La chiesa di santa Cecilia ed il museo Schnutgen sono stati la tappa più significativa del viaggio a Colonia, accanto al Duomo; non intendo sminuire la altre chiese, ma il museo, che raccoglie le opere di un fantastico medioevo germanico, è un luogo imperdibile, bellissimo, meraviglioso.
La chiesa di santa Cecilia è stata gravemente danneggiata durante la seconda guerra mondiale ma non è tanto la chiesa quanto il museo che mi hanno incantato: tale e tanto è stato l’entusiasmo nel godermi le opere che contiene (che ho cercato di fotografare tutte) che uno dei sorveglianti, un simpatico e rubicondo signore tipicamente tedesco nel sembiante, mi ha chiesto di immortalare anche lui, cosa cui non mi sono ovviamente sottratto.
La visita è stata funestata dagli accessi di tosse che hanno tormentato la mia accompagnatrice e badante, la pazientissima Laura, nipote a me carissima, come il di lei fratello che, però, non raccoglie gli inviti a viaggiare assieme, non condividendo l’amore per l’arte da cui è divorato il noioso e attempato zione.
La raccolta di oggetti e opere d’arte spazia dall’epoca di Carlo Magno fino a quasi l’illuminismo, facendo del museo Schnutgen una delle raccolte più interessanti dell’intero continente europeo.

Estratti del dataset:

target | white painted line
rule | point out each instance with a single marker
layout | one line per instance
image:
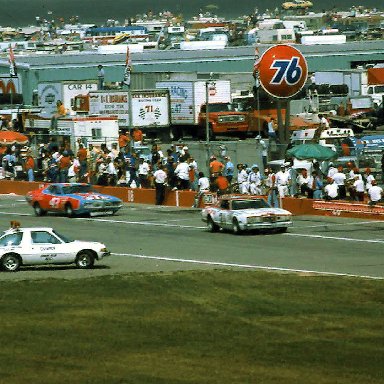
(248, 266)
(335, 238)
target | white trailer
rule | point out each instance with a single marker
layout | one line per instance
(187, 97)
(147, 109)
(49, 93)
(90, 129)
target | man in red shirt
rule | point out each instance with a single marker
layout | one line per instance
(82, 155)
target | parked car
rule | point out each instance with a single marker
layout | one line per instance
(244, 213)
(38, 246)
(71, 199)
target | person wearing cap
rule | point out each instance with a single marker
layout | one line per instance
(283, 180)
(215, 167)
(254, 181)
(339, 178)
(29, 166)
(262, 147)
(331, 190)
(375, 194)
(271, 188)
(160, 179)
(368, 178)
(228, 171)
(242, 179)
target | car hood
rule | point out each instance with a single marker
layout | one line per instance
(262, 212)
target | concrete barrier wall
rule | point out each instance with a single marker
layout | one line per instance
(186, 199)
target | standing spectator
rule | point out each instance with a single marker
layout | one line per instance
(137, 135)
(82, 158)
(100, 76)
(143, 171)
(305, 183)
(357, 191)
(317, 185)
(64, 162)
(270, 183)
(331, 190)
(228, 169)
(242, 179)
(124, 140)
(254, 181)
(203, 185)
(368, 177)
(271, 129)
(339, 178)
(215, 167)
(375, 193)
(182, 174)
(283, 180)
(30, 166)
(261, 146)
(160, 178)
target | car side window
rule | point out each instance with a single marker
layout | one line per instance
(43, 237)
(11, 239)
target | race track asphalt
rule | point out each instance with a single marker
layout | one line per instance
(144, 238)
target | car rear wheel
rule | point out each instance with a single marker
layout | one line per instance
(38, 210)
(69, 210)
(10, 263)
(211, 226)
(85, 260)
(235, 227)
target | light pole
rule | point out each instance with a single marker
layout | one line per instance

Cosa si chiede:
Aggiorna per favore il passo del testo sulla visita a Colonia compreso tra "La raccolta di" e "dell’intero continente europeo.", estremi inclusi, e riportalo con "Ottone il Grande" al posto di "Carlo Magno".

Risposta al compito:
La raccolta di oggetti e opere d’arte spazia dall’epoca di Ottone il Grande fino a quasi l’illuminismo, facendo del museo Schnutgen una delle raccolte più interessanti dell’intero continente europeo.